Requirement: Repeat the lines of the data that follow, please, starting at the first and stopping after the one with "the bird's head?".

# # # # #

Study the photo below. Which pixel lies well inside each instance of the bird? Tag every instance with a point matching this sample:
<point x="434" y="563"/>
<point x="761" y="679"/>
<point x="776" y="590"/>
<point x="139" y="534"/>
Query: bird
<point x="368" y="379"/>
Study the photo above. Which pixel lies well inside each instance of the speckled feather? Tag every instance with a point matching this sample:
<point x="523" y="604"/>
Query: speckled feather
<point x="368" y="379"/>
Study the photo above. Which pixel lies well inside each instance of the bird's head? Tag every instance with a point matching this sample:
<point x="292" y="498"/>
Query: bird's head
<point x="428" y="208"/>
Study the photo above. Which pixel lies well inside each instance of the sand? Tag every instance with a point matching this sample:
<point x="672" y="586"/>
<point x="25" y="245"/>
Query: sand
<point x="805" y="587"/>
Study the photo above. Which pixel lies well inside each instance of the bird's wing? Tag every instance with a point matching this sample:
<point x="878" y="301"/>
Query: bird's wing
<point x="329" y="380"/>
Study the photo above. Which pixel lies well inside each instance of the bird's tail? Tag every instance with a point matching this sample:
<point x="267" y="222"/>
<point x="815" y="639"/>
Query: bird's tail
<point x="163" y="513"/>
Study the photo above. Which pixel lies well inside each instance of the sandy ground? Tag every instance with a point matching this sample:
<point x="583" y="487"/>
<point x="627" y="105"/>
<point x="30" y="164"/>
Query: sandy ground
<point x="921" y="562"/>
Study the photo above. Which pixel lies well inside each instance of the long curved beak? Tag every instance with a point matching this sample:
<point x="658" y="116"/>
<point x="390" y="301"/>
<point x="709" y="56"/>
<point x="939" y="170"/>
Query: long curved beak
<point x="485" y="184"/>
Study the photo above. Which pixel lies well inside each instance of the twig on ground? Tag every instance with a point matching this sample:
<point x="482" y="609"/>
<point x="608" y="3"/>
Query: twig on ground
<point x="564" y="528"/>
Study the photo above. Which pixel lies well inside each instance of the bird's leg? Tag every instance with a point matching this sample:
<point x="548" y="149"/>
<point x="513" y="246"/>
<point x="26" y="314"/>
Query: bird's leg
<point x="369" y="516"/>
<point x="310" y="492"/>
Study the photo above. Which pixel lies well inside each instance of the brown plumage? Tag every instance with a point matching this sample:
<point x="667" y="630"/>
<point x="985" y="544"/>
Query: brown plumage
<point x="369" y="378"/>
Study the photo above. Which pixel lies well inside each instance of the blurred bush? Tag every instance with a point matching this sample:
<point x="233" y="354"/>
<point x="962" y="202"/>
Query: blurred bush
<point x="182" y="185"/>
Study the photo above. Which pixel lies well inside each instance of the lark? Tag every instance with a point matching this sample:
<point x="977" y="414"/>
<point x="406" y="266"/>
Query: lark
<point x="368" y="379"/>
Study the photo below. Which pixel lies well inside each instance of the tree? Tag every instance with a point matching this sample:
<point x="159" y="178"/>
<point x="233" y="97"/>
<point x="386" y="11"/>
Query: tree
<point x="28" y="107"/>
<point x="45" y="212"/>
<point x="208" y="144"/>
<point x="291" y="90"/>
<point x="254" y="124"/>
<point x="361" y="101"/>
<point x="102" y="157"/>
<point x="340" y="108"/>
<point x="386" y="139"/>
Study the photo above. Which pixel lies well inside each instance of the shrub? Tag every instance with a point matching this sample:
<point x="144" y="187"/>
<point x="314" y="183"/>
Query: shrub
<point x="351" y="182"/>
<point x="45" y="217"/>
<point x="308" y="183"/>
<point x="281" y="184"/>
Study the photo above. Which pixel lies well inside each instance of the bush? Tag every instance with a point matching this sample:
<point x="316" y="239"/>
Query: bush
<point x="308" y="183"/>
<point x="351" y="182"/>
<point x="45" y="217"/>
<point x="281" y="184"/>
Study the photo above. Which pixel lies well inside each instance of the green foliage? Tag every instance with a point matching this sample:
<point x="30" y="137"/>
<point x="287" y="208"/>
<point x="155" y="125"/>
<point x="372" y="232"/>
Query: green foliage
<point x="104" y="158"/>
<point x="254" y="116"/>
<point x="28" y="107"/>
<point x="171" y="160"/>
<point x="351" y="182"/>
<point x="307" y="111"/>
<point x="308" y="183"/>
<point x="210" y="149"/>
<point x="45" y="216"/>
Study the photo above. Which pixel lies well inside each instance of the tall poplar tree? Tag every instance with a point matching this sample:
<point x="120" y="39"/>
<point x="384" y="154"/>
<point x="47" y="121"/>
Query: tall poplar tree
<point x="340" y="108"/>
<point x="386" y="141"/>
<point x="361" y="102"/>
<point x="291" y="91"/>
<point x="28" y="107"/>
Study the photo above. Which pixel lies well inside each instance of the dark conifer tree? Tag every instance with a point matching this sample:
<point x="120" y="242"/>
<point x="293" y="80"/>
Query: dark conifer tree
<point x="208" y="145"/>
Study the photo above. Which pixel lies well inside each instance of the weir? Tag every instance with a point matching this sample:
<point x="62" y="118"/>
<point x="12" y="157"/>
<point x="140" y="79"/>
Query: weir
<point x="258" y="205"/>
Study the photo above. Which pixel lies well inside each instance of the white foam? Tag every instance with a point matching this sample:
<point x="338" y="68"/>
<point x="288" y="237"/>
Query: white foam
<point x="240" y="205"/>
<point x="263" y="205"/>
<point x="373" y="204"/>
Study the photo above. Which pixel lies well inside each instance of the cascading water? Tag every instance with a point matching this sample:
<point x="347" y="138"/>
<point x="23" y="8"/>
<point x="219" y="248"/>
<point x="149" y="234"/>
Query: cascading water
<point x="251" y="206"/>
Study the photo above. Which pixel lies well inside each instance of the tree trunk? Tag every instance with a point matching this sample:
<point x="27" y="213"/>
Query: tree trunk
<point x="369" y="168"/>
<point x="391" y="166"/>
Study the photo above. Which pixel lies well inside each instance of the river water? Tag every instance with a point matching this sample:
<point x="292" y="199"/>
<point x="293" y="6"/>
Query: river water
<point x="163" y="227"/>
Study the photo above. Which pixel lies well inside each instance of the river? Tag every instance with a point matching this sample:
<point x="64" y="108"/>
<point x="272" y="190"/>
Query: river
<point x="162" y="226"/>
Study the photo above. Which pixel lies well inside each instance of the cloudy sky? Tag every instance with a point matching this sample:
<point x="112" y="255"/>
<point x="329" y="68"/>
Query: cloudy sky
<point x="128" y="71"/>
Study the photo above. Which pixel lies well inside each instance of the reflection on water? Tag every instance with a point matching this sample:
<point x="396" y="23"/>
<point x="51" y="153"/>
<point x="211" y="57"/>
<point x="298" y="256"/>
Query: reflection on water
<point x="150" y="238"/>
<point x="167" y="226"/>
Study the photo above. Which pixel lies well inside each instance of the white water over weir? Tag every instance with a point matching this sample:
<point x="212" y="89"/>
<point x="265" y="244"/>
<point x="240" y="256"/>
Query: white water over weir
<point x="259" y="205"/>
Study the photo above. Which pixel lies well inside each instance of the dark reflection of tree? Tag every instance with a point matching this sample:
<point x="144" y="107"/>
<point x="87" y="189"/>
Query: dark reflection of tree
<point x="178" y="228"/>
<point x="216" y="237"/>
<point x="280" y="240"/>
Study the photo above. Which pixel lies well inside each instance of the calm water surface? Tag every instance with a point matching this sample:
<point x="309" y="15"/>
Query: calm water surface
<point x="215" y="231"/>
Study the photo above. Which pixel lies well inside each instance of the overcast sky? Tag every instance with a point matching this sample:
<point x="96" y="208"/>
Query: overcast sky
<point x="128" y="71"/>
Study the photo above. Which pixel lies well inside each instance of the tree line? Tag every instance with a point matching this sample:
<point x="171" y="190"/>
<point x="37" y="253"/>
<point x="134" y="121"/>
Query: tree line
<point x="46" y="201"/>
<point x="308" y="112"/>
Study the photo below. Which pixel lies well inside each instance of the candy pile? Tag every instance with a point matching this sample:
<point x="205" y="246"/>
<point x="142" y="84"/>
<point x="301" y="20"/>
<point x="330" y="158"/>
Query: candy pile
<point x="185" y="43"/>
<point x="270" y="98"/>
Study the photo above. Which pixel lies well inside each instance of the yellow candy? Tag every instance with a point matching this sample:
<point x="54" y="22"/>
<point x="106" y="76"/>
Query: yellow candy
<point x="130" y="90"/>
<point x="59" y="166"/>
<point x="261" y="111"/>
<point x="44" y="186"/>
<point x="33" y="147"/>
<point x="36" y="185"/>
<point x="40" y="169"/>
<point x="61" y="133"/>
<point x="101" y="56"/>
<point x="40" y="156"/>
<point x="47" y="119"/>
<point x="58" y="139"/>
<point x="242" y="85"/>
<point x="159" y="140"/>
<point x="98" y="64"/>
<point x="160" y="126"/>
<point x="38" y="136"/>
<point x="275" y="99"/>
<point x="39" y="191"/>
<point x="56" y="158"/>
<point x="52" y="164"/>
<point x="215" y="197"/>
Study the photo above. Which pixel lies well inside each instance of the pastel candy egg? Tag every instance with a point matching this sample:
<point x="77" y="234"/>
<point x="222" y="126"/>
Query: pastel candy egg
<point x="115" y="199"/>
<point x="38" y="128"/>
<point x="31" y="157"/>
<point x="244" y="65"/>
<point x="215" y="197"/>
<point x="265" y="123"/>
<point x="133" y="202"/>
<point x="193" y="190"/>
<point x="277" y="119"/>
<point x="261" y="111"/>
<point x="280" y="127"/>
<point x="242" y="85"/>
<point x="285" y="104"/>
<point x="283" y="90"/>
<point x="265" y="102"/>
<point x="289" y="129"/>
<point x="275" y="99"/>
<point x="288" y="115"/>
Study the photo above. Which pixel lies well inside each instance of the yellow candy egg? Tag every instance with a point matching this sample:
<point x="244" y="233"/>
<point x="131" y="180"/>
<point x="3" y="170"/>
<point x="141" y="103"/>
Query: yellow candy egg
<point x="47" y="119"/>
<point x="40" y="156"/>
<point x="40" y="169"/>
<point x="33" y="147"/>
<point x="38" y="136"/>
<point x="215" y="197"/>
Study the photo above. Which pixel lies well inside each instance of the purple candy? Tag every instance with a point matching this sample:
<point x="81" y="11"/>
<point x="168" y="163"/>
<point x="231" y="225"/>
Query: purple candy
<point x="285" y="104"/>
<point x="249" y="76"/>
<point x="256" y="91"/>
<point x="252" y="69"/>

# # # # #

Result of the task:
Study the photo below. Which pixel lies well inside each instance of the bird? Tag every instance with a point matching this sample:
<point x="434" y="563"/>
<point x="761" y="679"/>
<point x="776" y="590"/>
<point x="139" y="534"/>
Query: bird
<point x="368" y="379"/>
Study the photo above. Which pixel lies well inside each instance of the speckled feather? Tag every instance with a point matching this sample:
<point x="523" y="604"/>
Query: speckled feather
<point x="368" y="379"/>
Study the photo above. Which pixel lies well inside each instance of the bird's head? Tag every instance with a point matching this sample:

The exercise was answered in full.